◆ **Task prompt**:
Extract every line in the listing below that contains the word "hand", and copy each one in full.
========================
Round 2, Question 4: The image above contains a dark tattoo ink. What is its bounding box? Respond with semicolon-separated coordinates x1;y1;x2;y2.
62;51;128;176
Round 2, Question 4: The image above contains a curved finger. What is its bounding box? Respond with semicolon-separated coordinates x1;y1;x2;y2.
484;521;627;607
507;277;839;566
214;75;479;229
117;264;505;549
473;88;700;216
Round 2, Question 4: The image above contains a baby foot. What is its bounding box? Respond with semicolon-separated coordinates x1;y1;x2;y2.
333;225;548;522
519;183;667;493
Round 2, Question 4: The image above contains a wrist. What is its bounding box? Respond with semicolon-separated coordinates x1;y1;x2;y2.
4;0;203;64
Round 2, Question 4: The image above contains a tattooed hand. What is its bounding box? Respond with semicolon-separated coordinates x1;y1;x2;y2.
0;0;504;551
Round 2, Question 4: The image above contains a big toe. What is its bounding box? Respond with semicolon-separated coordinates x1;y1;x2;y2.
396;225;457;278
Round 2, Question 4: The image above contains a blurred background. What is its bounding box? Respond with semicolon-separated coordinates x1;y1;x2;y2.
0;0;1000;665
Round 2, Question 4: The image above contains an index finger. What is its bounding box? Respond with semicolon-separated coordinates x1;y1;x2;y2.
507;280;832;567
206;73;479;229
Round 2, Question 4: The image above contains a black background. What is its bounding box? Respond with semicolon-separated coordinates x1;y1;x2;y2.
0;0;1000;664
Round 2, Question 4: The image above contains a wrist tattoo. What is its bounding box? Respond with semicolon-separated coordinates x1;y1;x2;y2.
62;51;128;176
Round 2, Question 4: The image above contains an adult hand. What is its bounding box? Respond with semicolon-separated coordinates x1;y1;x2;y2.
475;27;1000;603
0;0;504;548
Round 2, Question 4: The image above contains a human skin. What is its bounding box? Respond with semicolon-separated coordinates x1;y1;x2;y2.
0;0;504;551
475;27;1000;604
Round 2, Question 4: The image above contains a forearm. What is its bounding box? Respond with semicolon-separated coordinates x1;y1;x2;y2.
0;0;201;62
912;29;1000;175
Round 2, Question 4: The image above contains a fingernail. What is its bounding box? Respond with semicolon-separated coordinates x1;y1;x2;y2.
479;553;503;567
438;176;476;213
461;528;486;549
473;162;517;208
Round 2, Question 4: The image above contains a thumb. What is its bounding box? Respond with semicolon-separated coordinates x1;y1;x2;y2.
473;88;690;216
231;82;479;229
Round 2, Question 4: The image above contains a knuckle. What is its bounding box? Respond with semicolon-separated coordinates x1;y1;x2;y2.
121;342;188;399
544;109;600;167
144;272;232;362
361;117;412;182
========================
◆ **Task output**:
Round 2, Question 4: The image above contains a tattooed hand. What is its bounding box? Respond with semicolon-separated coordinates x1;y1;x2;y2.
Round 2, Question 4: The image above contains an adult hand. What is its bounding box? Respond with semicolon-separated coordinates x1;y1;x2;y2.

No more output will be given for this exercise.